--- start INFORMATION SHOWN ---
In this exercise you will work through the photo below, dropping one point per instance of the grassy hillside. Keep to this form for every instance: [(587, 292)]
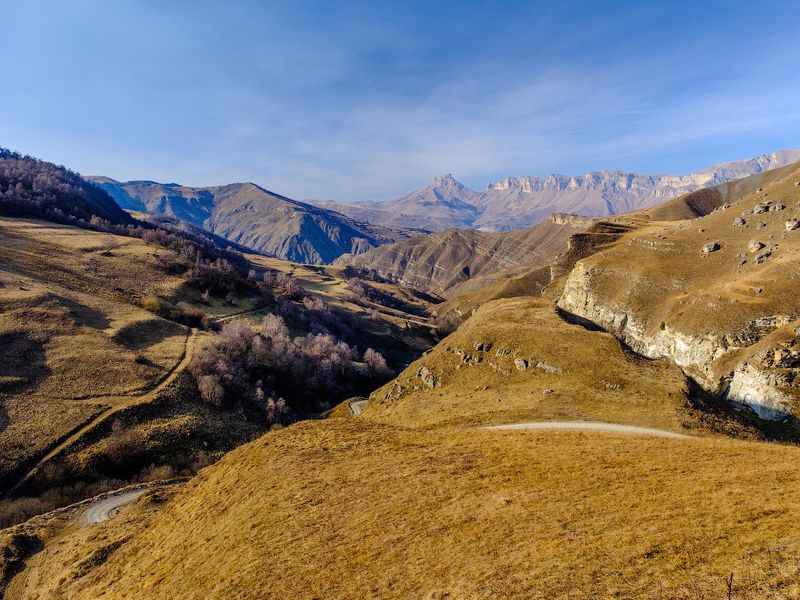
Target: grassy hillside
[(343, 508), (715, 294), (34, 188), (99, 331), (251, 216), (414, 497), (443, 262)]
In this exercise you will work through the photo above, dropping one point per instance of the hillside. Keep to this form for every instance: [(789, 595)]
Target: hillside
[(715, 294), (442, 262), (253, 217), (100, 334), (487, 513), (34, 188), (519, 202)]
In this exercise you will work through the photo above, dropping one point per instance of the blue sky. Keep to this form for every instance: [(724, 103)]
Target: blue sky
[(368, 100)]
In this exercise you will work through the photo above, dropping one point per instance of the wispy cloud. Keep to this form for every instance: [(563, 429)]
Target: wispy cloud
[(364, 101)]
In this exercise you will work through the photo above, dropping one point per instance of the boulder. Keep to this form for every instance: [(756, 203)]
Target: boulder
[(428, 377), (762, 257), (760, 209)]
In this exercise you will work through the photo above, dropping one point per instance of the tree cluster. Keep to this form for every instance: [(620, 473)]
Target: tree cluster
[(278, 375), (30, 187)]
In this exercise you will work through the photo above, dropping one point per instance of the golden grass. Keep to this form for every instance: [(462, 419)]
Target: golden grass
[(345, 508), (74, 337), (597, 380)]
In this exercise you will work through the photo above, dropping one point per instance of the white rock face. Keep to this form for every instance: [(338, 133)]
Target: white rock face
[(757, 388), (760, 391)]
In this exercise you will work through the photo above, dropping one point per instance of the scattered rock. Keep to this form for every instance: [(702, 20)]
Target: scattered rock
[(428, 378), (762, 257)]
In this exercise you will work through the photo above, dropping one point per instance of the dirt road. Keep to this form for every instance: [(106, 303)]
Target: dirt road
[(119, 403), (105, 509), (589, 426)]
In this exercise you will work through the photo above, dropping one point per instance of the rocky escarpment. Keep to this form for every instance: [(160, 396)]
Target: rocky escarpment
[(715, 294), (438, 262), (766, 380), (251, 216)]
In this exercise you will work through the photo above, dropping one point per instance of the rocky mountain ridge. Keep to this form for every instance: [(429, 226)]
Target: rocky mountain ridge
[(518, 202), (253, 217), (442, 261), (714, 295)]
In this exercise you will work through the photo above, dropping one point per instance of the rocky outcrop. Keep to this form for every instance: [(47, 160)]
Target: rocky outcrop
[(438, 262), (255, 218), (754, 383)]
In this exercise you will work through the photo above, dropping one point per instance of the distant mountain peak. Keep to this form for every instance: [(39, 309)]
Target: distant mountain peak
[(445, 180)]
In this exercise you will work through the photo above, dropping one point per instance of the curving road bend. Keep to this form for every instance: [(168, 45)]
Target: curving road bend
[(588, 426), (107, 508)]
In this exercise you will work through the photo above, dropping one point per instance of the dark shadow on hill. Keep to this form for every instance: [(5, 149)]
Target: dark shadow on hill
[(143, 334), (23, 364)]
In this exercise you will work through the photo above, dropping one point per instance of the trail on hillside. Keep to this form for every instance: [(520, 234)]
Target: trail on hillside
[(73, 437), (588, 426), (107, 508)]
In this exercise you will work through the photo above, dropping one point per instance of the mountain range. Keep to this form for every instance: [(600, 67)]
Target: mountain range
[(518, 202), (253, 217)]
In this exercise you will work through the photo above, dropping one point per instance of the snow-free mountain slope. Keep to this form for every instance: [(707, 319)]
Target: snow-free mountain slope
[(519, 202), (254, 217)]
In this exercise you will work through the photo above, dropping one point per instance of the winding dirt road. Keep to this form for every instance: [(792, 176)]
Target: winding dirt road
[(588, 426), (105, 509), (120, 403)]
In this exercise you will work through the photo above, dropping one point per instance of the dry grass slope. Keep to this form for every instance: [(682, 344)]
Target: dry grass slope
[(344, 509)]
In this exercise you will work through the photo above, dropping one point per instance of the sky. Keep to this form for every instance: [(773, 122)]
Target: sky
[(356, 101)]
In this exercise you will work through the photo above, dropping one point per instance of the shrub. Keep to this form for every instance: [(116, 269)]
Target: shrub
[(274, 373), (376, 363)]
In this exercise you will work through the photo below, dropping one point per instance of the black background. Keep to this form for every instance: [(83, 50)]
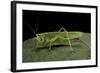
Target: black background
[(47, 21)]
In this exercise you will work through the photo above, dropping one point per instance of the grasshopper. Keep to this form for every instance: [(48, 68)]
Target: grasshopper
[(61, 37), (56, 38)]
--- end INFORMATION SHOWN ---
--- start INFORMATION SHOWN ---
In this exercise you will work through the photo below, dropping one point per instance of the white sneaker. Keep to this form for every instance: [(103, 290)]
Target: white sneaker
--- end INFORMATION SHOWN ---
▶ [PROBLEM STATEMENT]: Pick out and copy every line above that contains the word "range".

▶ [ANSWER FOR THIS EXERCISE]:
In this exercise you will work through the photo above, dropping one point per instance of the mountain range. Keep to this form for every instance: [(600, 67)]
Target: mountain range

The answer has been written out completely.